**SOURCE DOCUMENT**
______________________________

I don't know if they thought that downplaying everything they didn't care about would move developers toward something they wanted, but it had the effect of making it harder to work on anything.

Third Party Builds, Licenses, and the Placebo Factor

At this point, I was already distancing myself from Citra. So much of support on the forums was just banning people for downloading games or telling them Pokémon didn't work yet. It's not exactly fun to play the bad guy, and while some users understood, others absolutely didn't. Compared to working on a project beloved by users like Dolphin, working on Citra was stress I didn't want in my life. I still stayed around the development team though, as my issues weren't coming from them.

From a distance, I witnessed as things went from bad to worse. If you've followed Citra closely enough, you probably already know about the "third party" builds. This isn't talking about every fork, but a specific kind of fork with a very specific purpose.

They were designed to prey upon an impatient userbase and violated Citra's open source license without any repercussions. By taking incomplete features posted by developers for review/testing and mixing them with egregious hacks that would make others cringe, these third party builds created a reputation among users as being "fast" builds. It started with HLE audio support but quickly spiraled out of control with any unmerged feature becoming open game.

The unofficial builds leeched incomplete features and built a sizable following of dedicated users. The "Dynarmic" was publicly revealed on 2016-09-01 for testing, BUT, was not merged into master for weeks.

This put extra emotional strain on the authors as they watched these forks get credited for changes that they sometimes spent months or even years researching and implementing. Some of these changes were incrementally put up in smaller chunks over the course of months in order to maintain a clean history, which as we mentioned above was incredibly important for the master branch.

These good development behaviors gave third party forks the opportunity to get these features much earlier than master, even if they were buggy and incomplete.

So of course developers disparaged these builds and told users not use them. Other than being hack builds, they violated Citra's GPL license by modifying the emulator and distributing binaries without releasing the adjusted source code. But here's where it gets a bit fucked up. Users trusted these builds that violated Citra's license over Citra's core development team. It was incredibly easy to see on the forums, as users would constantly recommend these builds with faster audio or the new CPU core. The weird thing is that they knew how buggy it was, and always have to give extra instructions on what games didn't work or how to bypass various bugs, but it didn't matter.

To them, these third party builds were the ones made by people who really cared about the users, unlike the core Citra team.

Many popular games, such as Pokemon X/Y, Mario Kart 7 and others took a while to get running correctly due to rather difficult behaviors to emulate that developers had to spend time reverse engineering.

______________________________

**MATERIAL SHOWN**
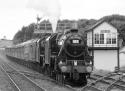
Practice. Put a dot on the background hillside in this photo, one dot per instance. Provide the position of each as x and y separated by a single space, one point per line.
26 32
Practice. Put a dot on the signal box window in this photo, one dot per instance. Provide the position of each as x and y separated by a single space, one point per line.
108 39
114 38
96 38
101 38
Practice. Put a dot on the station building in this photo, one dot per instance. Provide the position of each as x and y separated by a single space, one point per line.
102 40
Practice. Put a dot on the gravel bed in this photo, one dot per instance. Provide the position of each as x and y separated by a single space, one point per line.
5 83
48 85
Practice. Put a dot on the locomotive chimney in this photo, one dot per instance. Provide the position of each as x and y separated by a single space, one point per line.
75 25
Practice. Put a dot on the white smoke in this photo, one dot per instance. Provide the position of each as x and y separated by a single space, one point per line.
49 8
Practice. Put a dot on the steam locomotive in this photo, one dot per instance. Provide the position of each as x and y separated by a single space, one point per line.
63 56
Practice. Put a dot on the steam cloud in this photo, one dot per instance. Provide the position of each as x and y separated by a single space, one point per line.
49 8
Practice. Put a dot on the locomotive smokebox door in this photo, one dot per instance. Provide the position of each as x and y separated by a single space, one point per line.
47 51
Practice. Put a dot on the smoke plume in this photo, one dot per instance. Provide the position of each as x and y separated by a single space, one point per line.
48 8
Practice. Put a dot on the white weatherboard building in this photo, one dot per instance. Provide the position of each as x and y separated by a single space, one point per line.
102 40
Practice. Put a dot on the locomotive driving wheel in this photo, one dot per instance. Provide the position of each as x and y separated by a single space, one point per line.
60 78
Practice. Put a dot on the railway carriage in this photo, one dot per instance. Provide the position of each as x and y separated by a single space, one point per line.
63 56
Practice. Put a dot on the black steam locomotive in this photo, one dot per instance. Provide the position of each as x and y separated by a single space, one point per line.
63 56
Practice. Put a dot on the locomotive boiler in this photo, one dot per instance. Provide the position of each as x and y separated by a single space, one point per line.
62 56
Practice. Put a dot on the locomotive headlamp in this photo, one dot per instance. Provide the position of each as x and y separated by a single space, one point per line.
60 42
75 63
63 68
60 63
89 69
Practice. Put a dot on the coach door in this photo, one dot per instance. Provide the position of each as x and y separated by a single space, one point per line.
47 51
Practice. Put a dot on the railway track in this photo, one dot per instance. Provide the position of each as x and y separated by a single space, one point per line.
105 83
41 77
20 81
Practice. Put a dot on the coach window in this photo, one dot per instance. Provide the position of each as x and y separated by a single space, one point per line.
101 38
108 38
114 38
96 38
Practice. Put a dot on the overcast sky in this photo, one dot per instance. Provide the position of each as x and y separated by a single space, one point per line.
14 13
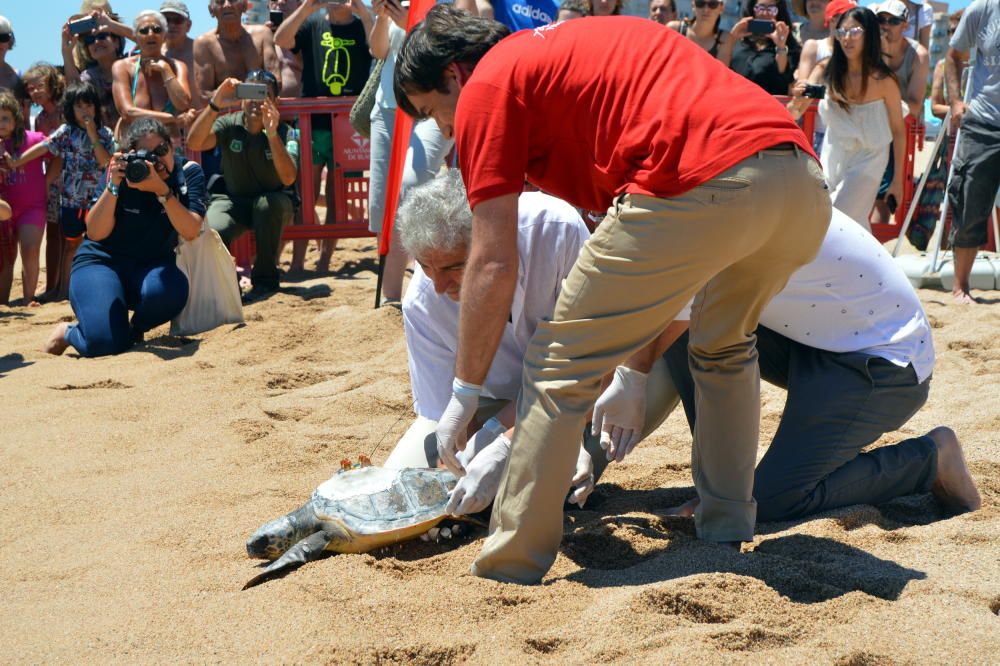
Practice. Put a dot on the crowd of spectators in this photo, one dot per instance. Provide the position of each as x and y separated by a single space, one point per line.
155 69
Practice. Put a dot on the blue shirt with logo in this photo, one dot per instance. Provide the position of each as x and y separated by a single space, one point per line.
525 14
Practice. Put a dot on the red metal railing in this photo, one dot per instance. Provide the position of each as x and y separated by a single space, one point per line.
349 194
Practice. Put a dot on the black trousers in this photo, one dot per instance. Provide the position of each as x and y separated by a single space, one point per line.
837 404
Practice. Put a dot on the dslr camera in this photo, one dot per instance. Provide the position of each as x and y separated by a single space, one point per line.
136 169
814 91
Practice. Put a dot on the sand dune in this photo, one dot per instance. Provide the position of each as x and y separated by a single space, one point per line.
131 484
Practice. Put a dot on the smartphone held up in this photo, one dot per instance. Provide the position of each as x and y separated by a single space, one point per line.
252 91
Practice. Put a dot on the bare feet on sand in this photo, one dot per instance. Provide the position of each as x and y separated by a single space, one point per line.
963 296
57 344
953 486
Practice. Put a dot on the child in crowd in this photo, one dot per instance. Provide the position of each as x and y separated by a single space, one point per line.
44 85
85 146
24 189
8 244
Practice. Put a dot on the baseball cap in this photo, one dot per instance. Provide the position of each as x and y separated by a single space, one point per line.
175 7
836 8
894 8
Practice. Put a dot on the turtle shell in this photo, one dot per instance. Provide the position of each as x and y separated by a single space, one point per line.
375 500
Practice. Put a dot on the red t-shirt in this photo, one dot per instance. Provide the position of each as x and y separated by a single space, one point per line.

______________________________

**STATED TASK**
Rewrite the passage about Citra from "Third Party Builds, Licenses, and" to "very specific purpose.", changing "forums" to "message boards".

**OUTPUT FOR THIS EXERCISE**
Third Party Builds, Licenses, and the Placebo Factor

At this point, I was already distancing myself from Citra. So much of support on the message boards was just banning people for downloading games or telling them Pokémon didn't work yet. It's not exactly fun to play the bad guy, and while some users understood, others absolutely didn't. Compared to working on a project beloved by users like Dolphin, working on Citra was stress I didn't want in my life. I still stayed around the development team though, as my issues weren't coming from them.

From a distance, I witnessed as things went from bad to worse. If you've followed Citra closely enough, you probably already know about the "third party" builds. This isn't talking about every fork, but a specific kind of fork with a very specific purpose.